Source data
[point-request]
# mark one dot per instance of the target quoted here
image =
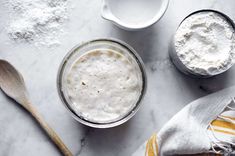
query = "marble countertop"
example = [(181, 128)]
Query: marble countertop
[(168, 90)]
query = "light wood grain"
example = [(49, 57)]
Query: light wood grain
[(12, 84)]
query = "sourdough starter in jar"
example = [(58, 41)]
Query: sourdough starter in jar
[(204, 42), (103, 85)]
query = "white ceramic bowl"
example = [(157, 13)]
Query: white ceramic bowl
[(134, 14)]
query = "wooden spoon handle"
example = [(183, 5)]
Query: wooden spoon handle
[(51, 133)]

→ **THE TASK**:
When a line of the records has the word "example", pick it out and copy it.

→ **SOLUTION FOR THIS PROBLEM**:
example = [(181, 128)]
example = [(49, 57)]
example = [(58, 41)]
example = [(157, 13)]
example = [(183, 5)]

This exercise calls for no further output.